**PROBLEM DESCRIPTION:** Switch "whole-pixel" to "integer" throughout the lines below and write them out again with everything else unchanged. Leave the pictures out.

<<<<

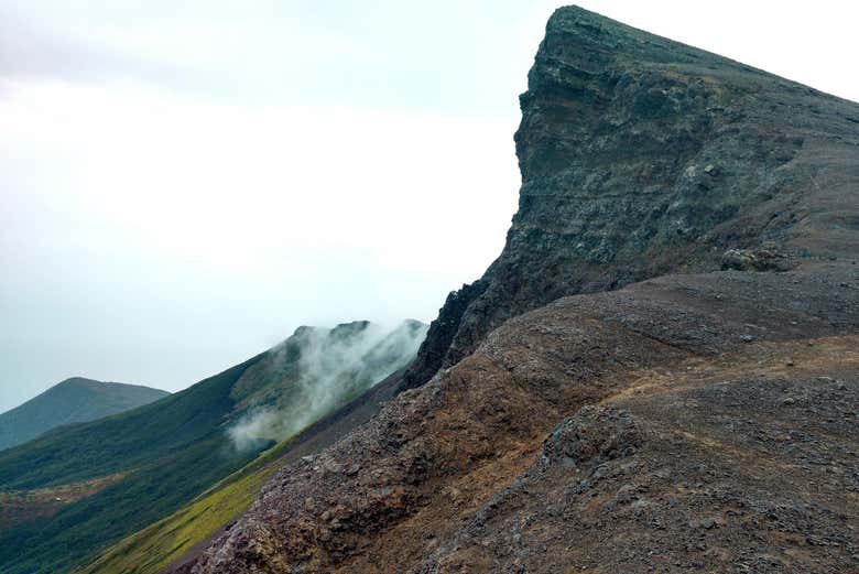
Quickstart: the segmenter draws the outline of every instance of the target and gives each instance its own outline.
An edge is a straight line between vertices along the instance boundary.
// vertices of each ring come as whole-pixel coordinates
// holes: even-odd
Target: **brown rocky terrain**
[[[174,572],[859,572],[859,105],[578,8],[529,79],[411,389]]]

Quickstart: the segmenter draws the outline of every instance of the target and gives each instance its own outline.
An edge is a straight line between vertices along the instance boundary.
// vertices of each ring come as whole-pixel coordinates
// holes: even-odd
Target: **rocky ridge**
[[[175,572],[859,568],[859,105],[572,7],[522,108],[413,388]]]

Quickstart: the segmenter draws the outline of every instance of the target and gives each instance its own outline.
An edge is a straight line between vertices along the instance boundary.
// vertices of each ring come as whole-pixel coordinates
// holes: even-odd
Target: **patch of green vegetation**
[[[369,349],[357,344],[366,328],[356,322],[300,329],[185,391],[0,452],[0,492],[122,476],[51,516],[21,509],[34,519],[0,527],[0,572],[62,574],[117,543],[152,552],[143,562],[160,564],[205,540],[250,502],[286,443],[261,452],[411,361],[426,326],[406,323]],[[259,412],[273,413],[281,432],[251,436],[247,448],[233,444],[227,430]],[[144,543],[135,533],[150,527],[155,539]]]
[[[252,461],[257,453],[236,453],[222,424],[233,409],[232,385],[261,357],[133,411],[57,429],[1,452],[0,490],[128,475],[50,519],[0,532],[0,571],[68,571]]]
[[[110,548],[75,574],[157,574],[236,519],[252,501],[276,465],[251,463],[172,516]]]

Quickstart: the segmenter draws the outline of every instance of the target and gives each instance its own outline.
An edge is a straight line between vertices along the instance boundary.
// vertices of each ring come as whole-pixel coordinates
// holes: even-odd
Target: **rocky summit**
[[[193,574],[859,571],[859,105],[579,8],[406,389]]]

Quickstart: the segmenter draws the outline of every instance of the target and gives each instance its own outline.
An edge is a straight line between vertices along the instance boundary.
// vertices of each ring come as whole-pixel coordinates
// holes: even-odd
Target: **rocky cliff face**
[[[718,269],[730,248],[859,252],[853,102],[575,7],[520,99],[507,246],[448,299],[411,386],[559,296]]]
[[[522,109],[415,388],[177,572],[859,567],[859,105],[565,8]]]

>>>>

**EXERCISE RESULT:**
Quickstart: the segmenter draws the outline of every instance of the target and gives each instance its own outline.
An edge is a straight line between vertices along the instance boundary.
// vertices of each ring come as integer coordinates
// holes: even-odd
Target: **brown rocky terrain**
[[[174,572],[859,572],[859,105],[578,8],[529,79],[411,389]]]

Quickstart: the segmenter draws the outline of every instance of the target and gives each instance its own outline.
An edge is a straight line between vertices along the instance boundary.
// vertices of each ring come as integer coordinates
// holes: even-odd
Target: **rocky ridge**
[[[175,572],[859,568],[859,105],[572,7],[522,108],[413,388]]]

Quickstart: the segmenter draws the outline of every instance of the target and gives each instance its own outline.
An edge is a straight line between vertices along the instance boundary.
// vertices of each ring come as integer coordinates
// holes: even-odd
Target: **patch of green vegetation**
[[[369,349],[357,344],[366,328],[356,322],[300,329],[185,391],[0,452],[0,492],[122,476],[51,516],[21,509],[34,519],[0,527],[0,572],[62,574],[117,543],[152,552],[143,562],[160,564],[205,540],[250,502],[286,443],[261,452],[411,361],[426,326],[406,323]],[[259,412],[273,413],[281,432],[251,436],[247,448],[233,444],[227,430]],[[144,543],[135,533],[150,527],[155,539]]]
[[[252,461],[257,453],[236,453],[222,424],[233,409],[232,385],[261,357],[133,411],[57,429],[1,452],[0,490],[128,475],[50,519],[0,532],[0,571],[68,571]]]
[[[110,548],[75,574],[157,574],[236,519],[252,501],[276,465],[251,463],[172,516]]]

Quickstart: the segmenter draws the outline of every instance of the target and gives each instance its own outline.
An edge is a straight line between vertices along the instance boundary.
// vertices of each ring come as integer coordinates
// holes: even-odd
Target: **rocky summit**
[[[193,574],[859,571],[859,105],[579,8],[406,389]]]

Quickstart: the segmenter draws the outline of every instance of the target and gives each instance its own outline.
An edge is a straight line between vertices along the instance boundary.
// vertices of each ring come as integer coordinates
// holes: even-odd
Target: **rocky cliff face**
[[[718,269],[730,248],[859,252],[853,102],[575,7],[520,99],[507,246],[448,299],[411,386],[559,296]]]
[[[522,109],[415,388],[177,572],[859,567],[859,105],[565,8]]]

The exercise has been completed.